* _Given data_
◆ ◆ ◆ ◆ ◆ ◆ ◆
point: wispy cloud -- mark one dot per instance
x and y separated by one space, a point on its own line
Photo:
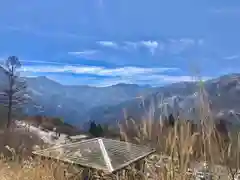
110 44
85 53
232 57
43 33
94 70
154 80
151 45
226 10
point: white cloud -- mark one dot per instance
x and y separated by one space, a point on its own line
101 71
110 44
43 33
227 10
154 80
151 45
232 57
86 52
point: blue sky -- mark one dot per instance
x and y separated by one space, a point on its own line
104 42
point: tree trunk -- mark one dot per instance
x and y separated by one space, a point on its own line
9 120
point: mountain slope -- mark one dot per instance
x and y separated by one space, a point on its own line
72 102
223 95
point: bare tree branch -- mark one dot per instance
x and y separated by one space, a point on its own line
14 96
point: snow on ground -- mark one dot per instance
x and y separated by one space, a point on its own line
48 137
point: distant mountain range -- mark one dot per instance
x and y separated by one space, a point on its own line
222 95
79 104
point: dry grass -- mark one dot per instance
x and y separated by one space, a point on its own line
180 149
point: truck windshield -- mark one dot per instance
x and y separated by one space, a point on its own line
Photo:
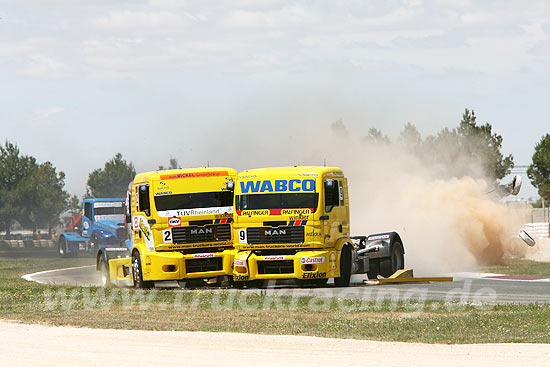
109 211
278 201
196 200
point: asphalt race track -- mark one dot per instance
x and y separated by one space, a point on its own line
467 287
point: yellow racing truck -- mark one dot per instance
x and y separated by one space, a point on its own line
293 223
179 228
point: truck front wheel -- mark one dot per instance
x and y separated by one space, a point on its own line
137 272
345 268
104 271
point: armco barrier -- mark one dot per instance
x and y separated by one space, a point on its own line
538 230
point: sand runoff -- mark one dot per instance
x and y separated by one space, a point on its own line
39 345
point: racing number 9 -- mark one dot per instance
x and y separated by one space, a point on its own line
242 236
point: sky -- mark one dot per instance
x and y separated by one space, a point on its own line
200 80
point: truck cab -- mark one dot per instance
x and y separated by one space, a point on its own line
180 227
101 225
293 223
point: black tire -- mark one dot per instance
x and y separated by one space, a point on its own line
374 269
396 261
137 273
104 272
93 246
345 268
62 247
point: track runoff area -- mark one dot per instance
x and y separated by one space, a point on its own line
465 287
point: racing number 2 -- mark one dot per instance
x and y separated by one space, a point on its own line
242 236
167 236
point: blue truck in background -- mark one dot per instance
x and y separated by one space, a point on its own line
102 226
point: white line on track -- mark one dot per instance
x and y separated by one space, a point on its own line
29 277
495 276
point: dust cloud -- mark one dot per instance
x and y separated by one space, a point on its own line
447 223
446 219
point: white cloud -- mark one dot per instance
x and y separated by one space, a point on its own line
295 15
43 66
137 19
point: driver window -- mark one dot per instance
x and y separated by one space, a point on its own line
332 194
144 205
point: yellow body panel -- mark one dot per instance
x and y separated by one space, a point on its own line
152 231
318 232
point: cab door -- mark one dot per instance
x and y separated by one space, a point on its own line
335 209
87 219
◆ ◆ ◆ ◆ ◆ ◆ ◆
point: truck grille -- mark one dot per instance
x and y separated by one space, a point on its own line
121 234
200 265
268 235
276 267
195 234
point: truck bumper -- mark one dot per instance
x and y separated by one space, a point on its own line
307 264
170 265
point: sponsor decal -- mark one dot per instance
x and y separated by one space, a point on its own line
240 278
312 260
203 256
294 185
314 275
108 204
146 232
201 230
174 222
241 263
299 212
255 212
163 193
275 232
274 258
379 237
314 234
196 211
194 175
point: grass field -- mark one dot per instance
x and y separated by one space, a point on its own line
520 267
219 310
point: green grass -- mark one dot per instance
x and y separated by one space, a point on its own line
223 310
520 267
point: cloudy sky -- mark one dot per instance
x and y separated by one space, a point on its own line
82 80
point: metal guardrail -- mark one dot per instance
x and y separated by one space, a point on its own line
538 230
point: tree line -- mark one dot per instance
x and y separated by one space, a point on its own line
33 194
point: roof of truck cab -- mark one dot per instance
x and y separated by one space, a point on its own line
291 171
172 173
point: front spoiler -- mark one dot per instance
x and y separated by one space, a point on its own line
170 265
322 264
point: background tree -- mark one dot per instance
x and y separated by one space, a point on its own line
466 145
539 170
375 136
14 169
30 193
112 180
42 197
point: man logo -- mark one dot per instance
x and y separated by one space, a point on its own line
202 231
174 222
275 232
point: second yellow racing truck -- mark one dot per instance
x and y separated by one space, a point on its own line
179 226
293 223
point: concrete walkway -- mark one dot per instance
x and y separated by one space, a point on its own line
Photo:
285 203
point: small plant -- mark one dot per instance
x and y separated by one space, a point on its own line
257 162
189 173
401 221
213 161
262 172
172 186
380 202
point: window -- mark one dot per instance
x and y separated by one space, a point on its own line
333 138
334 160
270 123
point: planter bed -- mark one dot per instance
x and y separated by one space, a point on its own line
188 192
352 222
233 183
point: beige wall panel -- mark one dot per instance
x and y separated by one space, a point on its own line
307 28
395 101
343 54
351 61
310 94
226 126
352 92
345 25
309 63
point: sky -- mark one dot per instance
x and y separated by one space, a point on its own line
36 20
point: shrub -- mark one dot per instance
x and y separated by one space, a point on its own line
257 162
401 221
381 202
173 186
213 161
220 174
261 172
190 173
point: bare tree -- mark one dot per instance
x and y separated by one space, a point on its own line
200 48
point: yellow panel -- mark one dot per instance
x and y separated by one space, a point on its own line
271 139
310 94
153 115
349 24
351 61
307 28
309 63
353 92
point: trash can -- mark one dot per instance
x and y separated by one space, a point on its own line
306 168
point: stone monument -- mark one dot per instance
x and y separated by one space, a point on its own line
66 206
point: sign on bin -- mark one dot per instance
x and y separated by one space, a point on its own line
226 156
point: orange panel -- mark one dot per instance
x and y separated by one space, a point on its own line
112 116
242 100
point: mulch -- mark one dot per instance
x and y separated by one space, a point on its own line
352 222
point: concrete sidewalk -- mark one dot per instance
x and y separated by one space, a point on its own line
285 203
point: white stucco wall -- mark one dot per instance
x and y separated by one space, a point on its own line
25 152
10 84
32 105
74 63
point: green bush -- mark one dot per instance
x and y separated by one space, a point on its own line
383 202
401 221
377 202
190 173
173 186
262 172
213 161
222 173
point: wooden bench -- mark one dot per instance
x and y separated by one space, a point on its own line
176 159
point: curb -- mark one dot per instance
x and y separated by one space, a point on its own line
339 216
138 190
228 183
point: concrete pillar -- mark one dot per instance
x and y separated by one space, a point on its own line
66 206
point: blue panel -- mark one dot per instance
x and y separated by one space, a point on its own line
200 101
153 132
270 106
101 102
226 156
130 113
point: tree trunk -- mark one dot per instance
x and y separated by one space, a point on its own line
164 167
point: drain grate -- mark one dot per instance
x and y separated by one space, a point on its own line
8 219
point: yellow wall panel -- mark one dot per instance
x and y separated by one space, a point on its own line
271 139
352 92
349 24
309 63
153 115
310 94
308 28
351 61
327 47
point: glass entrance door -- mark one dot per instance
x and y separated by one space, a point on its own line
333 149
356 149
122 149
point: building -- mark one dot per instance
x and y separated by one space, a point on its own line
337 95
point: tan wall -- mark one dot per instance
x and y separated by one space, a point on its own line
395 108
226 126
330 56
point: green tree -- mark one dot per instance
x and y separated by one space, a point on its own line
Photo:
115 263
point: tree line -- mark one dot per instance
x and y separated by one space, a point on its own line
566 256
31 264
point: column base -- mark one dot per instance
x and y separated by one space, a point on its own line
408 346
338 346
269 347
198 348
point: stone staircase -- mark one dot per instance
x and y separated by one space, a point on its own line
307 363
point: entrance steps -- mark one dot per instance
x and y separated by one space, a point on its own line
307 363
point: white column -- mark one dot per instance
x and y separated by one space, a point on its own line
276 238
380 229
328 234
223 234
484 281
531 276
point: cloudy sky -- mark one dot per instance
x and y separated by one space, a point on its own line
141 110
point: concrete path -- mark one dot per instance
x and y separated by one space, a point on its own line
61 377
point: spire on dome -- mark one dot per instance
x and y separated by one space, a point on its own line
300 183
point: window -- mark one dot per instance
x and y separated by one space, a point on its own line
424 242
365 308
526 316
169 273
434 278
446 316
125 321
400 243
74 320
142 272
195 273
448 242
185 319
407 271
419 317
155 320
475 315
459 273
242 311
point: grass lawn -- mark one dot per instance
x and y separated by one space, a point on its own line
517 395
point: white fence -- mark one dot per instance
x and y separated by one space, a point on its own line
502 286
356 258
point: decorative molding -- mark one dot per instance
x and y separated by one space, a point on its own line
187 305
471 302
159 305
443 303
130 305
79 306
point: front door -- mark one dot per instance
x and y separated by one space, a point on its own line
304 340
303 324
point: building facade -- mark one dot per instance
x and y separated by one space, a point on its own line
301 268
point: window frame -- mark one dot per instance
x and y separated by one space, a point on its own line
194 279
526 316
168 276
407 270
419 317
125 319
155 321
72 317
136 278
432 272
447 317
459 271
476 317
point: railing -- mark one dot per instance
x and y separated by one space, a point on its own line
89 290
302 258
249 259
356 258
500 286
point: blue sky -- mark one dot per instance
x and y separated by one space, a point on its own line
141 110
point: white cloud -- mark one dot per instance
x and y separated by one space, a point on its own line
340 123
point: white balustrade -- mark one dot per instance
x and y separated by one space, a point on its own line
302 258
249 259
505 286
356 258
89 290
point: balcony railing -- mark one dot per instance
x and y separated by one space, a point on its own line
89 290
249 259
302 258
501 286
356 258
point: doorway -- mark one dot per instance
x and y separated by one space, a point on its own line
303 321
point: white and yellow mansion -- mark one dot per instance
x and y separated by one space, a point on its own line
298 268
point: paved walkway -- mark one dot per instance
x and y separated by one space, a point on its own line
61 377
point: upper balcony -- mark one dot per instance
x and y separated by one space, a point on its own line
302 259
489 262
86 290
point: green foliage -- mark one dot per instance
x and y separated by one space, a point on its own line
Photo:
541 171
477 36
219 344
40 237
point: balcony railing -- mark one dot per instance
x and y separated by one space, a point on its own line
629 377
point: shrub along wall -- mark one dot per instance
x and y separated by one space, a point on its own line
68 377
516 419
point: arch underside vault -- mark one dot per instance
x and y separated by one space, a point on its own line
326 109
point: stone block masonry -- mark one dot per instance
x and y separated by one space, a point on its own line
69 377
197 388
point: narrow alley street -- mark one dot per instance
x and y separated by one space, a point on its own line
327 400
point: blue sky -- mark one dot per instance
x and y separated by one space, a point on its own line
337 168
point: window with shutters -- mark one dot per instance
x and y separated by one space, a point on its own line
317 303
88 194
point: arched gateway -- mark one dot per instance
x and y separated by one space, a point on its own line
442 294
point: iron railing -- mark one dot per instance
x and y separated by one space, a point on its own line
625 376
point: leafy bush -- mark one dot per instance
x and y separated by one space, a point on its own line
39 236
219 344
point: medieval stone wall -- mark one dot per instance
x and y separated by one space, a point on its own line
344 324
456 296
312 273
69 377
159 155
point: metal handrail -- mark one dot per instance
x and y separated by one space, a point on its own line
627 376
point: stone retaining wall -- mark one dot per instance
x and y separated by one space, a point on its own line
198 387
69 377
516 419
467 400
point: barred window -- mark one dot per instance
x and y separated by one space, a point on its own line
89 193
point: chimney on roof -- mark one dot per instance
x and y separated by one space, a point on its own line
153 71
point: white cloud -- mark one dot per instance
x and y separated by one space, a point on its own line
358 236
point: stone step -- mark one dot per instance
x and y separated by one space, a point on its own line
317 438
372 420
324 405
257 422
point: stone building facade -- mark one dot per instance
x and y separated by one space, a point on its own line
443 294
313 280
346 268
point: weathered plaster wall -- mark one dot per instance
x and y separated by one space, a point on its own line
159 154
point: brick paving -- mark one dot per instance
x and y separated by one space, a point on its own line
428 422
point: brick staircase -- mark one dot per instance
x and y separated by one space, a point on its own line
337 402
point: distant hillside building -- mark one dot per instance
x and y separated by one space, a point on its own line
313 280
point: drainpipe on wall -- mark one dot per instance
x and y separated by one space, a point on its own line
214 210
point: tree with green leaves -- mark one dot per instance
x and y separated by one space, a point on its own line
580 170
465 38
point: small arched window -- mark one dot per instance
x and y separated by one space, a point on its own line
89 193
◆ ◆ ◆ ◆ ◆ ◆ ◆
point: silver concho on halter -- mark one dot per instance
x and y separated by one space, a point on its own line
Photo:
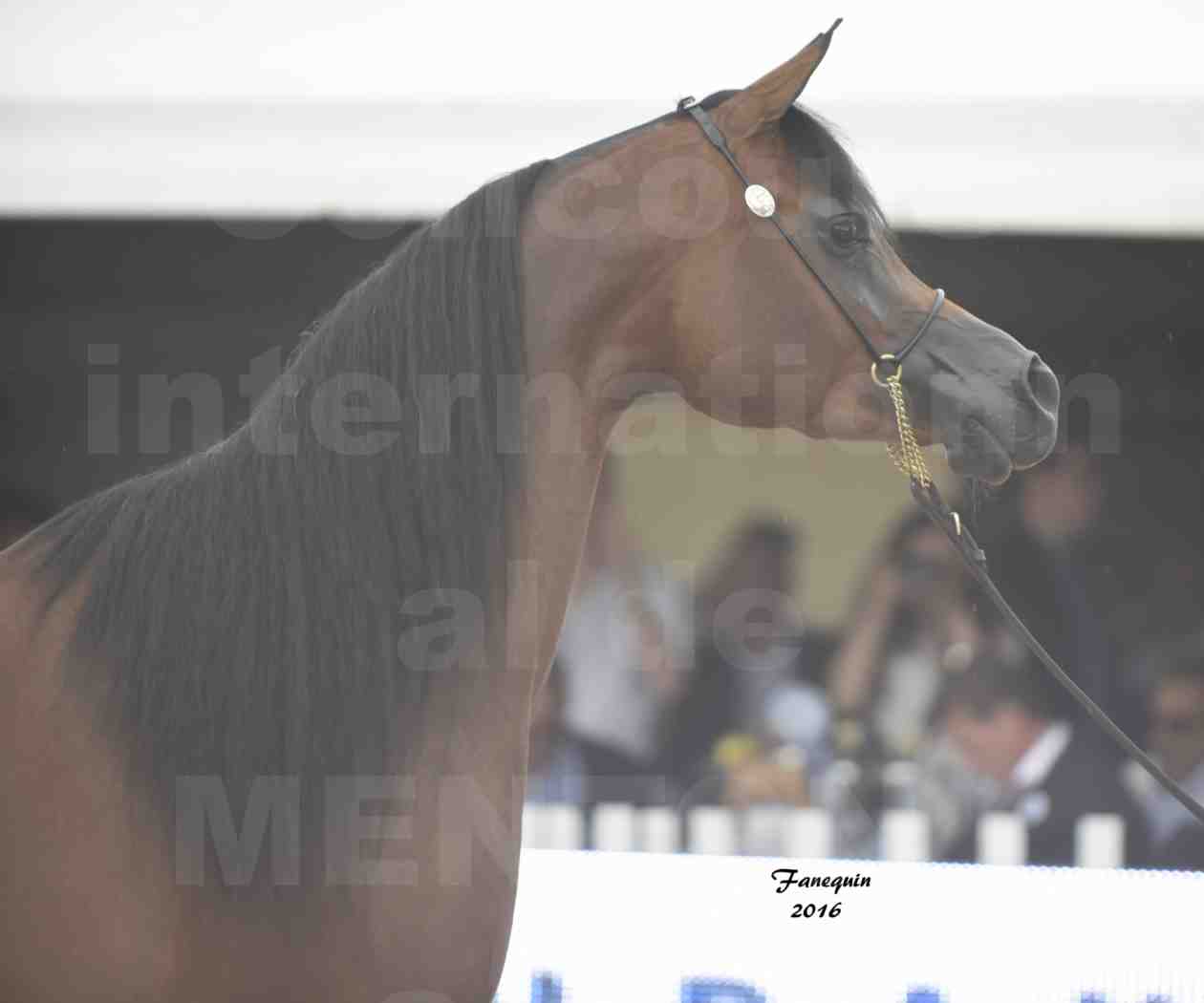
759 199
◆ ◆ ◆ ◆ ◆ ◆ ◆
* _Task to carry out_
When a line in the material above contains the word "column", copy that line out.

* _Solution for this problem_
point: column base -- mark one dot per instance
point: white column -- mark one dot per instance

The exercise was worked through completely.